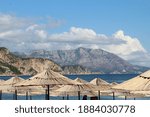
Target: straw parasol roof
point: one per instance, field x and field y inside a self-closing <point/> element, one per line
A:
<point x="77" y="87"/>
<point x="12" y="81"/>
<point x="80" y="80"/>
<point x="138" y="83"/>
<point x="101" y="84"/>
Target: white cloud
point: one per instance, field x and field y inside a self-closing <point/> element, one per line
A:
<point x="22" y="34"/>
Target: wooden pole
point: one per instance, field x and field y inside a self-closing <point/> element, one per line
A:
<point x="48" y="98"/>
<point x="15" y="96"/>
<point x="78" y="95"/>
<point x="67" y="96"/>
<point x="0" y="94"/>
<point x="113" y="95"/>
<point x="26" y="95"/>
<point x="125" y="97"/>
<point x="46" y="94"/>
<point x="99" y="95"/>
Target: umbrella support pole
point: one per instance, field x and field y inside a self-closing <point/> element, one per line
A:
<point x="78" y="95"/>
<point x="113" y="95"/>
<point x="30" y="97"/>
<point x="99" y="95"/>
<point x="46" y="94"/>
<point x="125" y="97"/>
<point x="67" y="97"/>
<point x="15" y="95"/>
<point x="0" y="94"/>
<point x="26" y="95"/>
<point x="48" y="98"/>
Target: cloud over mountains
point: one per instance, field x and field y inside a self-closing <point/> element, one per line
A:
<point x="24" y="34"/>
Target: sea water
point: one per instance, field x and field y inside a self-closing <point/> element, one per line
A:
<point x="118" y="78"/>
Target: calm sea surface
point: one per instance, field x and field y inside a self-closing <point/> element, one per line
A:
<point x="119" y="78"/>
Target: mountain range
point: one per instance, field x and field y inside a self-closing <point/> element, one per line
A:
<point x="95" y="60"/>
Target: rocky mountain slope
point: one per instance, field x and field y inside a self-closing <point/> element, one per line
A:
<point x="75" y="69"/>
<point x="11" y="64"/>
<point x="96" y="60"/>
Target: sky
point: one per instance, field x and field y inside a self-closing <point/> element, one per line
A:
<point x="117" y="26"/>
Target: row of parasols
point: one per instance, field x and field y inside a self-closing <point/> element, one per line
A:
<point x="53" y="83"/>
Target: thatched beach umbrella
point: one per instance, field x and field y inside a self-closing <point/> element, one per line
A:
<point x="139" y="83"/>
<point x="86" y="89"/>
<point x="8" y="85"/>
<point x="46" y="78"/>
<point x="101" y="84"/>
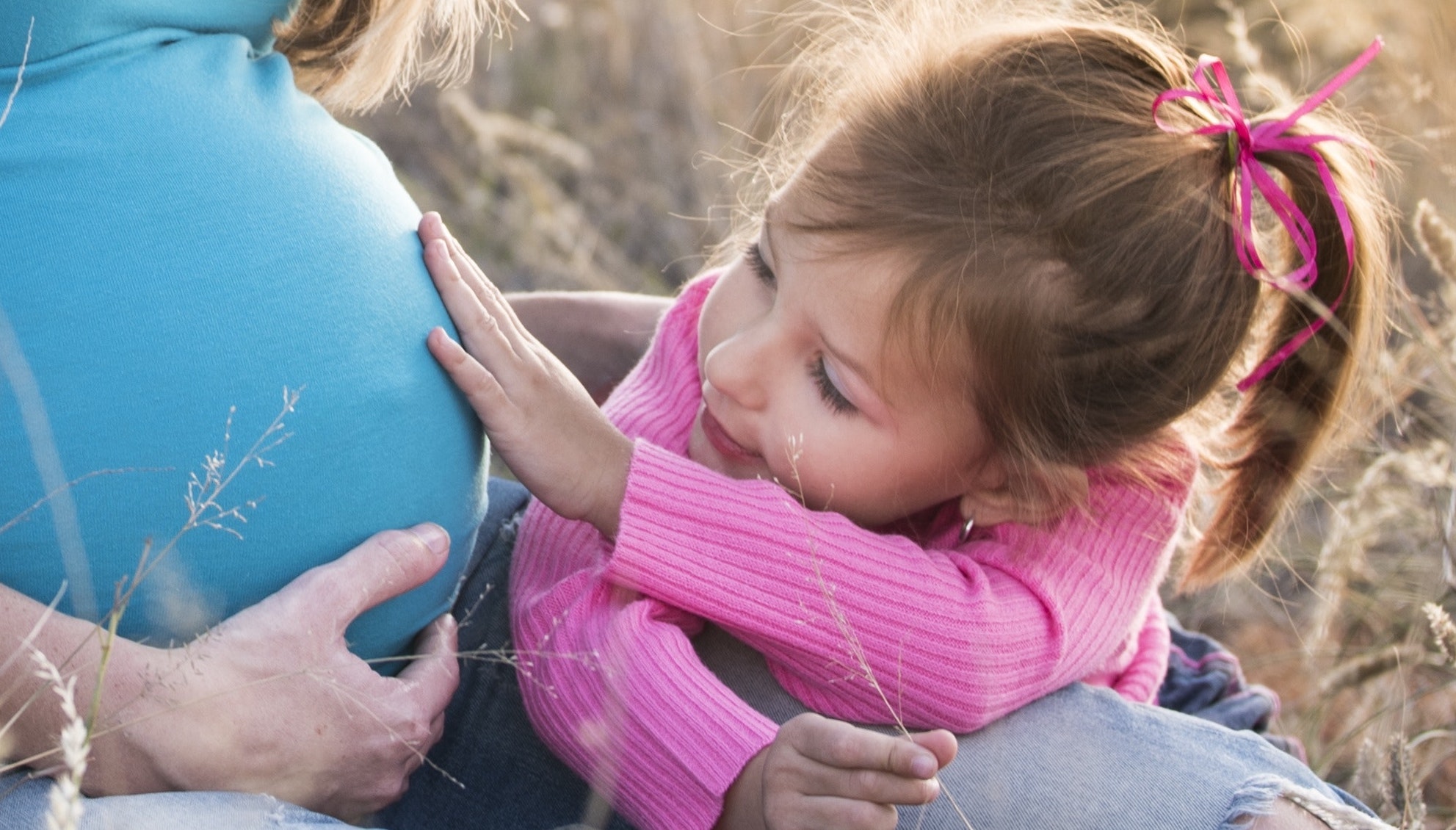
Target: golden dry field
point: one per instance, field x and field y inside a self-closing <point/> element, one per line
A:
<point x="590" y="154"/>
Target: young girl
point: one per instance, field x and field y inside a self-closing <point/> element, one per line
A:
<point x="915" y="443"/>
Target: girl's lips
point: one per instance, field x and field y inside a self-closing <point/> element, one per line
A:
<point x="718" y="437"/>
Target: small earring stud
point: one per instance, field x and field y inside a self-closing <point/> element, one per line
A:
<point x="966" y="529"/>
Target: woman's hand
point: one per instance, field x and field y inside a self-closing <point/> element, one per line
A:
<point x="540" y="418"/>
<point x="272" y="701"/>
<point x="829" y="773"/>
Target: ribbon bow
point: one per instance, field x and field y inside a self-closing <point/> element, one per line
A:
<point x="1245" y="143"/>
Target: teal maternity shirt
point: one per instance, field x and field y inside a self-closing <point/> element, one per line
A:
<point x="182" y="237"/>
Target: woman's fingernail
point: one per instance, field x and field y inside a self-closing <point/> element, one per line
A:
<point x="434" y="538"/>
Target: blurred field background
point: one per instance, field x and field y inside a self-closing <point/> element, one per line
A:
<point x="589" y="155"/>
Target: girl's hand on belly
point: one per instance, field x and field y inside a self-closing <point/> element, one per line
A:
<point x="272" y="701"/>
<point x="540" y="418"/>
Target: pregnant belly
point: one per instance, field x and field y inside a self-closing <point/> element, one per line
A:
<point x="186" y="238"/>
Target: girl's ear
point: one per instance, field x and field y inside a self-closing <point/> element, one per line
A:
<point x="1041" y="496"/>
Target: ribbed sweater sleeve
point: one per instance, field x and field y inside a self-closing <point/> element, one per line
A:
<point x="954" y="635"/>
<point x="609" y="677"/>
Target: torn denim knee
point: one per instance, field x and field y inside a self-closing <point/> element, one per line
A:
<point x="1258" y="795"/>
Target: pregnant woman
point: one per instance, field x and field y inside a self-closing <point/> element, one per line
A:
<point x="188" y="248"/>
<point x="213" y="344"/>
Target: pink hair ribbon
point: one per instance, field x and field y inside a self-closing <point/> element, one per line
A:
<point x="1245" y="143"/>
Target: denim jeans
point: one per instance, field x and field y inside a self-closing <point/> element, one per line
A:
<point x="1076" y="759"/>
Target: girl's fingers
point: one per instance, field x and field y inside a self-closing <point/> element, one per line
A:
<point x="847" y="746"/>
<point x="868" y="785"/>
<point x="941" y="743"/>
<point x="478" y="385"/>
<point x="490" y="295"/>
<point x="850" y="815"/>
<point x="479" y="330"/>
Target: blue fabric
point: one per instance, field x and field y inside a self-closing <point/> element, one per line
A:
<point x="1204" y="679"/>
<point x="184" y="234"/>
<point x="65" y="25"/>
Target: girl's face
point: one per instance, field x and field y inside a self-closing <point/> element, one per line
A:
<point x="800" y="388"/>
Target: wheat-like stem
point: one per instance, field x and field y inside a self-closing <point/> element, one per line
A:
<point x="66" y="793"/>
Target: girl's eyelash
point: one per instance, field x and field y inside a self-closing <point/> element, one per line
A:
<point x="755" y="256"/>
<point x="833" y="398"/>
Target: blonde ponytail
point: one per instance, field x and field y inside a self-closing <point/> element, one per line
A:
<point x="354" y="54"/>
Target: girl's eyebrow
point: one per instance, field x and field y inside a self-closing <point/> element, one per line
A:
<point x="868" y="395"/>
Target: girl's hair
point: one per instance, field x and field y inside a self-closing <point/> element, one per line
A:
<point x="1071" y="262"/>
<point x="352" y="54"/>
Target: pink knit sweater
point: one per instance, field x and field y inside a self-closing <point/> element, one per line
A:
<point x="955" y="635"/>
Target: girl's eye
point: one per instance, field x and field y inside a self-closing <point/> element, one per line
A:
<point x="755" y="256"/>
<point x="829" y="389"/>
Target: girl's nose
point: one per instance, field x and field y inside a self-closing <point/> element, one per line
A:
<point x="737" y="367"/>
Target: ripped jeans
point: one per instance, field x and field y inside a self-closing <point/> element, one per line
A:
<point x="1076" y="759"/>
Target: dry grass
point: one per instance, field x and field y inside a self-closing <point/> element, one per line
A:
<point x="583" y="158"/>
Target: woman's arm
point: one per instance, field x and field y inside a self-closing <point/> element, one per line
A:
<point x="269" y="701"/>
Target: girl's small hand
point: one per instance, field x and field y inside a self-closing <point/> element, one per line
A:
<point x="829" y="773"/>
<point x="539" y="416"/>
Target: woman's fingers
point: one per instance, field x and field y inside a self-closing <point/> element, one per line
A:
<point x="434" y="671"/>
<point x="385" y="566"/>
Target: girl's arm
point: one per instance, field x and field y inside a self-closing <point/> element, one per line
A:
<point x="269" y="701"/>
<point x="872" y="627"/>
<point x="855" y="624"/>
<point x="615" y="688"/>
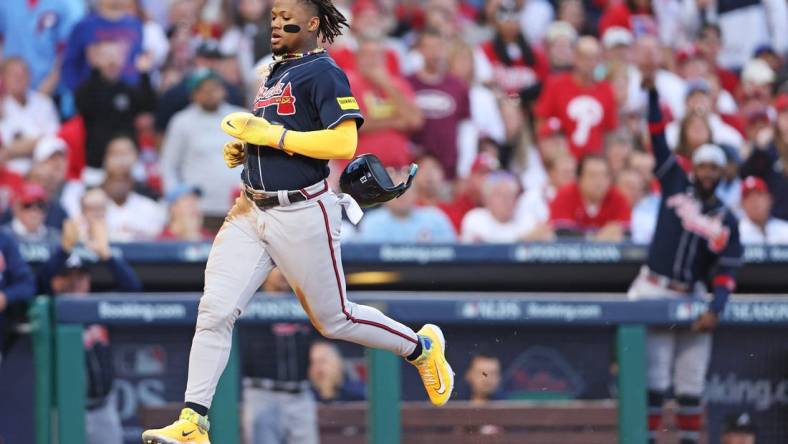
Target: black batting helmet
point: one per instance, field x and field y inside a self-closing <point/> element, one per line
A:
<point x="368" y="182"/>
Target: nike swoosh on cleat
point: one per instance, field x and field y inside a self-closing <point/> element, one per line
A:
<point x="442" y="387"/>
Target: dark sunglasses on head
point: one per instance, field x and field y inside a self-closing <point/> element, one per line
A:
<point x="41" y="205"/>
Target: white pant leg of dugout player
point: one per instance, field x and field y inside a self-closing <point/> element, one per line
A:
<point x="693" y="353"/>
<point x="279" y="418"/>
<point x="102" y="425"/>
<point x="237" y="266"/>
<point x="303" y="240"/>
<point x="679" y="356"/>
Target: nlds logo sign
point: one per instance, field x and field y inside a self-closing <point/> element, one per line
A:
<point x="496" y="310"/>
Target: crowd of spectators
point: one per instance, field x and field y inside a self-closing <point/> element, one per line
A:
<point x="525" y="116"/>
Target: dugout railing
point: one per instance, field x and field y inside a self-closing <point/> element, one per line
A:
<point x="60" y="364"/>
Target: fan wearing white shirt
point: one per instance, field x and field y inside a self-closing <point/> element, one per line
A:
<point x="130" y="216"/>
<point x="757" y="226"/>
<point x="497" y="221"/>
<point x="27" y="115"/>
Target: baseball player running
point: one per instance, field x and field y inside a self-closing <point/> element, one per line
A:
<point x="696" y="240"/>
<point x="304" y="115"/>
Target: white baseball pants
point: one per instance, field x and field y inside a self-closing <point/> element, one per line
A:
<point x="680" y="355"/>
<point x="302" y="239"/>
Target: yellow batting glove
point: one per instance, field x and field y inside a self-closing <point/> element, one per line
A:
<point x="234" y="153"/>
<point x="252" y="129"/>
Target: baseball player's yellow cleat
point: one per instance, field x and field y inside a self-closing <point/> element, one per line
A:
<point x="435" y="371"/>
<point x="190" y="428"/>
<point x="252" y="129"/>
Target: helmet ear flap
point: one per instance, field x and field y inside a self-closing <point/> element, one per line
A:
<point x="368" y="182"/>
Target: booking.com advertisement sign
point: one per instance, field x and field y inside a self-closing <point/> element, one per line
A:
<point x="549" y="347"/>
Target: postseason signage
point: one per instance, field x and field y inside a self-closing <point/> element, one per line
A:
<point x="164" y="309"/>
<point x="538" y="253"/>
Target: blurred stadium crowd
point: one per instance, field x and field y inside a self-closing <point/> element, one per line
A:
<point x="526" y="116"/>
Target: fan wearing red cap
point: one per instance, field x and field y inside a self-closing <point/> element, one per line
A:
<point x="758" y="226"/>
<point x="29" y="214"/>
<point x="585" y="106"/>
<point x="769" y="158"/>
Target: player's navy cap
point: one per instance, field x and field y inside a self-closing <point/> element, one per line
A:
<point x="180" y="190"/>
<point x="739" y="423"/>
<point x="752" y="184"/>
<point x="709" y="153"/>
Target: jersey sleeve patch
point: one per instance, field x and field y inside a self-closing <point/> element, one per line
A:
<point x="346" y="103"/>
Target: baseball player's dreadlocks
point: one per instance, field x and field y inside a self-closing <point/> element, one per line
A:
<point x="331" y="20"/>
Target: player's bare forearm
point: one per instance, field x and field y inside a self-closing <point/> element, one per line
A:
<point x="656" y="126"/>
<point x="336" y="143"/>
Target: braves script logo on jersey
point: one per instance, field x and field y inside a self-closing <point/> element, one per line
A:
<point x="279" y="95"/>
<point x="694" y="221"/>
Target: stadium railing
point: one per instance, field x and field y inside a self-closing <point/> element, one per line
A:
<point x="57" y="329"/>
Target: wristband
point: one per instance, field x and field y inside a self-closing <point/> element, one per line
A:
<point x="281" y="144"/>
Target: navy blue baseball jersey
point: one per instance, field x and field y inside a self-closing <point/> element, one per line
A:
<point x="693" y="239"/>
<point x="310" y="93"/>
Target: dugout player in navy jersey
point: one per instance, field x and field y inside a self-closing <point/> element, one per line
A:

§ Instruction: Extract the lines running from the line with "Target: dugout player in navy jersey" to the end of the items, and reproduce them without any change.

§ Solved exercise:
Target: dugout player in navy jersey
point: one per instance, field x and field y inside a self-closing <point/> element, one per line
A:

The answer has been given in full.